**SET PROBLEM:** From the records below, keep only the lines that contain the string "black" and copy each of them. Treat the match as case-sensitive.

**Excerpt from a dataset:**
▼
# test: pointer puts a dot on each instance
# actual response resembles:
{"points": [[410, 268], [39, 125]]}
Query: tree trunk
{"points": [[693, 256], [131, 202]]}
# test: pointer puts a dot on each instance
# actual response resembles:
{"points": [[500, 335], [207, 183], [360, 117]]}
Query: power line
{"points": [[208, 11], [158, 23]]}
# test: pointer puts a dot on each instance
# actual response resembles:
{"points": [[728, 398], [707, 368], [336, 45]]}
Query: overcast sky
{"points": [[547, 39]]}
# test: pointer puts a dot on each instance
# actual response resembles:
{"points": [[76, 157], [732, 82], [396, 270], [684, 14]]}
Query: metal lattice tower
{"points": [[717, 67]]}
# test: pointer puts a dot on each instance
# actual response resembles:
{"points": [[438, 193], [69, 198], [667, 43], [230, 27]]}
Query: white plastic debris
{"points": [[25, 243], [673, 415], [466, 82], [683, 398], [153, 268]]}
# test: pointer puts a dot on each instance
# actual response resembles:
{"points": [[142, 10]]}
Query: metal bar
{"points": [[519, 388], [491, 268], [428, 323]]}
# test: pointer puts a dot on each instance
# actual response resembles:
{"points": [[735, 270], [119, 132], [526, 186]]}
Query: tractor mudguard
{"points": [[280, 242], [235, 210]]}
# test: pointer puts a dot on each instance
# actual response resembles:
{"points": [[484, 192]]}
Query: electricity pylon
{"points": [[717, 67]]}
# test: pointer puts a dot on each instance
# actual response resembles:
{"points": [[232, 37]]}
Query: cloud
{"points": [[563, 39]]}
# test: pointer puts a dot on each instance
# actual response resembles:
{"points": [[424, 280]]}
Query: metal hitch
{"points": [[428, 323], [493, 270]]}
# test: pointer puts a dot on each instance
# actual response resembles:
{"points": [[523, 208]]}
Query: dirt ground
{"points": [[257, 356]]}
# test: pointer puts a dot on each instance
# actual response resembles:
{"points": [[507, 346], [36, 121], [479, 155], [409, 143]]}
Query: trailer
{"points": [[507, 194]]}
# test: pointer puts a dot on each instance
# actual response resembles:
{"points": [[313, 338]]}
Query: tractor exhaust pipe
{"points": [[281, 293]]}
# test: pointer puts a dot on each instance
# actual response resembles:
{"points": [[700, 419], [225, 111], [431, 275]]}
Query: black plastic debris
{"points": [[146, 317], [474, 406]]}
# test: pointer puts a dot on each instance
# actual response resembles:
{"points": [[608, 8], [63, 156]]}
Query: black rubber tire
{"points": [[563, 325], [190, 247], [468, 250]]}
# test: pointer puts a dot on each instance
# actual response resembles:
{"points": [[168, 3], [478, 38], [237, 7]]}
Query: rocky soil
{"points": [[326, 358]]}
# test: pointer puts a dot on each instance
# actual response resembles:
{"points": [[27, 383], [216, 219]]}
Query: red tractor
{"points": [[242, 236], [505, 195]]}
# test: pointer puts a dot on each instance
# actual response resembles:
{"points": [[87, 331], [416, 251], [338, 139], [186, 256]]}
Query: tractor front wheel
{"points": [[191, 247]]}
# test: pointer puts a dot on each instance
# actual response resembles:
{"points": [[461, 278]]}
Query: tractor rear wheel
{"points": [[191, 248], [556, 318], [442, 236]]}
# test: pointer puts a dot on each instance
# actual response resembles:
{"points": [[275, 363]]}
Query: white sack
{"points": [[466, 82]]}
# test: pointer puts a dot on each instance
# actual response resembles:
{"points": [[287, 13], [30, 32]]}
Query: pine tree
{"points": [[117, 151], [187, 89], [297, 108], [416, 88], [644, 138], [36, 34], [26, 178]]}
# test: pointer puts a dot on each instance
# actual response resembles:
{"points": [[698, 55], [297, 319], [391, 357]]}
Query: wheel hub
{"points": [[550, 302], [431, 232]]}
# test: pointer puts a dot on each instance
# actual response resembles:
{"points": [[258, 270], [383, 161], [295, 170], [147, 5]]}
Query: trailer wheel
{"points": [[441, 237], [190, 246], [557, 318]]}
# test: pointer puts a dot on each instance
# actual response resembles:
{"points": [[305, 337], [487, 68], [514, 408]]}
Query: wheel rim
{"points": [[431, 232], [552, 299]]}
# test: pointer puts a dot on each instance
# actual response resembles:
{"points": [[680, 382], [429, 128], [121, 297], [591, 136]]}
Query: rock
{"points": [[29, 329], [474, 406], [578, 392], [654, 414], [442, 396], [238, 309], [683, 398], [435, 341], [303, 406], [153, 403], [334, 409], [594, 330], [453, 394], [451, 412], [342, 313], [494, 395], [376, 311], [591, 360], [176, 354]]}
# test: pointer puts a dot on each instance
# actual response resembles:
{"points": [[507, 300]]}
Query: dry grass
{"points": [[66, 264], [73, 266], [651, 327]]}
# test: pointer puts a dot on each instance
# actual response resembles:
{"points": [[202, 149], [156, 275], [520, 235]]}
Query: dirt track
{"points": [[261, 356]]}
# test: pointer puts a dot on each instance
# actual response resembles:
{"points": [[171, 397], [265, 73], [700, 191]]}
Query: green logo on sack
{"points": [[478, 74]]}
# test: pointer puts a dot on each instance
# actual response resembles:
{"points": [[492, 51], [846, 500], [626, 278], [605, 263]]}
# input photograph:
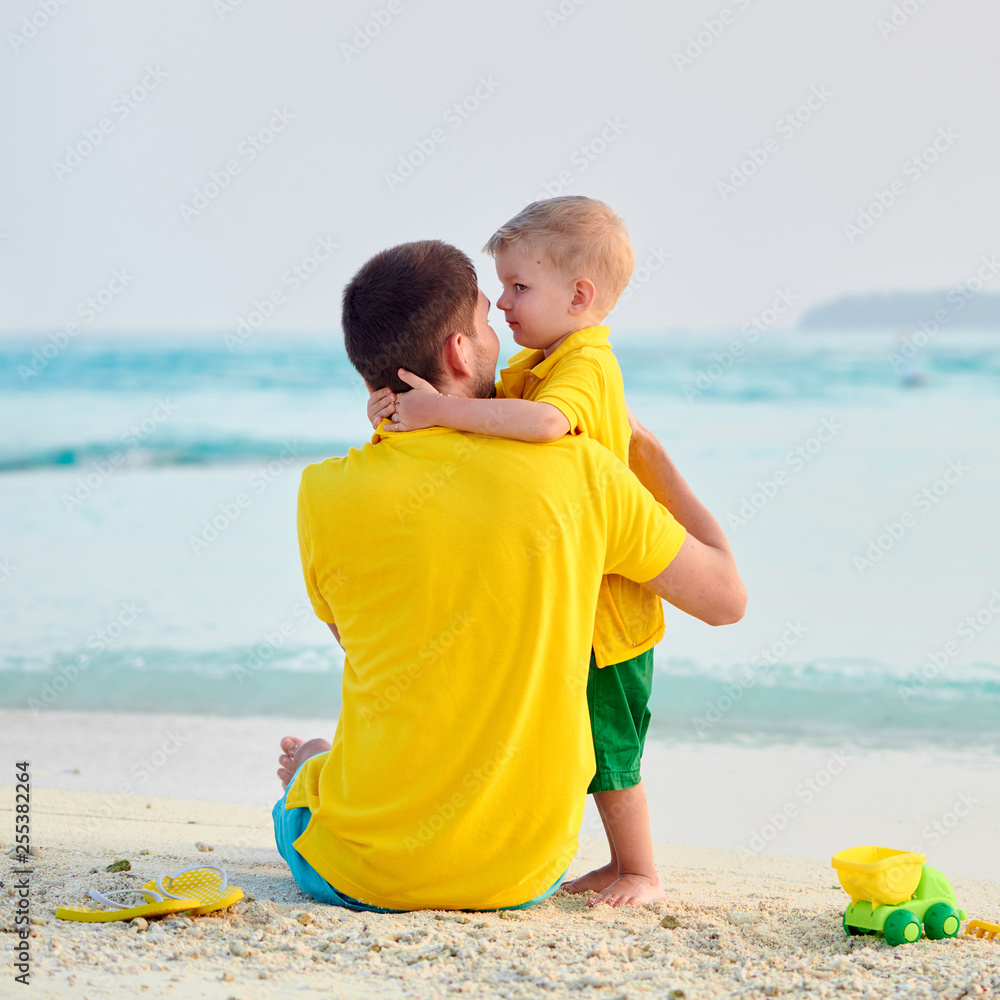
▲
**TASK OUTPUT:**
Query: black plastic debris
Query: black rubber tire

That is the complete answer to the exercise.